*TASK ITEM:* Find the word "patio" in the listing below. Copy every line that has it.
++++
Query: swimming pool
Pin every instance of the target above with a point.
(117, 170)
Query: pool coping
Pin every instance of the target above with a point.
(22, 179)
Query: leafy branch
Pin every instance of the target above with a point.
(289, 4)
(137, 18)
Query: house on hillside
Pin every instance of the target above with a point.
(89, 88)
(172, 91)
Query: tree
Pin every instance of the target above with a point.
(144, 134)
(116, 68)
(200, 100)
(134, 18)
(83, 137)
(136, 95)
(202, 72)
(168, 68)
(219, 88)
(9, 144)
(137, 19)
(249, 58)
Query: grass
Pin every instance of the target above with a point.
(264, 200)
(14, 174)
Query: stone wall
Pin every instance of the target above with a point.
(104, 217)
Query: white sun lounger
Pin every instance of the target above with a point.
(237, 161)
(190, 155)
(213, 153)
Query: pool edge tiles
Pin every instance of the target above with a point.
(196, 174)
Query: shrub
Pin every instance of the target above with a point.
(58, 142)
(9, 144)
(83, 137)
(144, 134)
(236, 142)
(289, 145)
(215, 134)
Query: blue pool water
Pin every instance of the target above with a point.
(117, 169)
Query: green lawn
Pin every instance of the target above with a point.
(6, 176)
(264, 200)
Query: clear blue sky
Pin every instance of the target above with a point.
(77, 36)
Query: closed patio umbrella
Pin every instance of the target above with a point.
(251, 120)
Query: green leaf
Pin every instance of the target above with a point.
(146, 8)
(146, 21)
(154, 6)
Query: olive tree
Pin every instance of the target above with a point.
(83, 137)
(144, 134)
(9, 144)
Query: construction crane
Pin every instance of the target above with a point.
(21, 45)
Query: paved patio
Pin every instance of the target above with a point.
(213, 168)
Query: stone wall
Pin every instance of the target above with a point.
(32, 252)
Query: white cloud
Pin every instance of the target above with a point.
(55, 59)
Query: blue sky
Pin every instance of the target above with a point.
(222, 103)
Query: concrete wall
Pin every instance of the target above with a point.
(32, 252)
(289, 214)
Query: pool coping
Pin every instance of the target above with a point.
++++
*EXERCISE RESPONSE:*
Query: closed patio umbrella
Query: paved patio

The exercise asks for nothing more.